▶ **EXCERPT TO READ**:

=== Section Start ===

The American Red Cross (ARC) is undertaking a forensic audit of money spent by deposed Chief Executive Officer Mark Everson to determine if any of the charity’s money was used inappropriately as he romanced a married female subordinate who is now reportedly pregnant.
Everson, whose salary was $500,000, will receive nothing from the organization in terms of termination pay, said Carrie Martin, an ARC spokeswoman. “There is no severance package. The board has offered Mr. Everson a contribution (under $10K) to assist with medical insurance costs,” Martin responded via email to questions from The NonProfit Times.
The organization just started the review, according to sources. “The board members are livid,” said one ARC staffer with direct knowledge of the situation. “If he spent a dime, or bought a dinner, they are going to want it back.”
According to Martin, “As a matter of due diligence, the Red Cross has been reviewing sources that may potentially unearth evidence of financial or other impropriety. No evidence to suggest this has been found. … Therefore, we cannot speculate as to what actions the organization would take if any were found.”
Everson, 53, married with two adopted children, resigned Nov. 27 during a conference call with the ARC board. He had been on the job just six months. A senior staff member brought the situation to the board nine days earlier. The investigation was not initiated because of a complaint from the female subordinate.
And although the board was given notice of the relationship just nine days earlier, sources inside the organization told The NonProfit Times that the relationship was not a well-kept secret. In fact, according to a staff member with direct knowledge of the situation, Everson’s inner circle had unofficially warned him he was in dangerous territory with the relationship.
The subordinate is a chapter executive in Mississippi. In an editorial decision, The NonProfit Times will not identify her in print.
Everson has not returned messages left on his cell phone. In a statement released by ARC, Everson said, “I am resigning my position for personal and family reasons, and deeply regret it is impossible for me to continue in a job so recently undertaken. I leave with extraordinary admiration for the Red Cross.”

=== Section End ===

[Point localization data]
=== Section Start ===

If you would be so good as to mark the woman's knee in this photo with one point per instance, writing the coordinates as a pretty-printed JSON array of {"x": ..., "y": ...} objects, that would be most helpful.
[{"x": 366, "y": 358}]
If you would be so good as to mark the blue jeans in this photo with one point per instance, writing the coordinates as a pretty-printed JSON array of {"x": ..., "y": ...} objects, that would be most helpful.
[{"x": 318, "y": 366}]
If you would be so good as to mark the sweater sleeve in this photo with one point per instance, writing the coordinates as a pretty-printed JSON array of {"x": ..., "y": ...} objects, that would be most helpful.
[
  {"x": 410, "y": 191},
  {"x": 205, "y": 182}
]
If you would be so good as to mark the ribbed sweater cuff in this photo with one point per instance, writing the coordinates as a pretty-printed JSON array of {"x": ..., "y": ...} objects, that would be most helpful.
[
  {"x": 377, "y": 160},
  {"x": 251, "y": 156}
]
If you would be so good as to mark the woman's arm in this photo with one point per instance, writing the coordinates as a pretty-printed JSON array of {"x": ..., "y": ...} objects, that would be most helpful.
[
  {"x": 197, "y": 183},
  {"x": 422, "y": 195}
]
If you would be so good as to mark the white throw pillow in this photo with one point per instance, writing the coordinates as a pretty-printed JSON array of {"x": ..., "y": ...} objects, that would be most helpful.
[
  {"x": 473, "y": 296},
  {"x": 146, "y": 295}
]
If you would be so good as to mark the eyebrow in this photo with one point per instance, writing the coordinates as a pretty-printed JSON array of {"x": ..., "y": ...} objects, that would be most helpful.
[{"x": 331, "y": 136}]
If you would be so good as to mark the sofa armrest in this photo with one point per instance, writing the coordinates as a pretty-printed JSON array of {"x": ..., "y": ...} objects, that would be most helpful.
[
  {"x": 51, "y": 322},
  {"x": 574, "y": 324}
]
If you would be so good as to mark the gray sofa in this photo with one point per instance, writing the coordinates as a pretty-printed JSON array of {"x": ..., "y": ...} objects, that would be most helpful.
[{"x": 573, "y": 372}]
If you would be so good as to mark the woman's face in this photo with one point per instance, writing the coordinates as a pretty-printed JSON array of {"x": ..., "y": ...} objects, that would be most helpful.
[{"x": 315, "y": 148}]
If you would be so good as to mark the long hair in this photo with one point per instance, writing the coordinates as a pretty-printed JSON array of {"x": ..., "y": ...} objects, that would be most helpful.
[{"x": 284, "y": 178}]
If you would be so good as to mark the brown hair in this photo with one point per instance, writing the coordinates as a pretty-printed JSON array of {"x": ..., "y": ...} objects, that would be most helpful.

=== Section End ===

▶ **EXERCISE DESCRIPTION**:
Transcribe the passage of the Red Cross article from "The American Red" to "now reportedly pregnant.".

▶ **RESPONSE TO THIS EXERCISE**:
The American Red Cross (ARC) is undertaking a forensic audit of money spent by deposed Chief Executive Officer Mark Everson to determine if any of the charity’s money was used inappropriately as he romanced a married female subordinate who is now reportedly pregnant.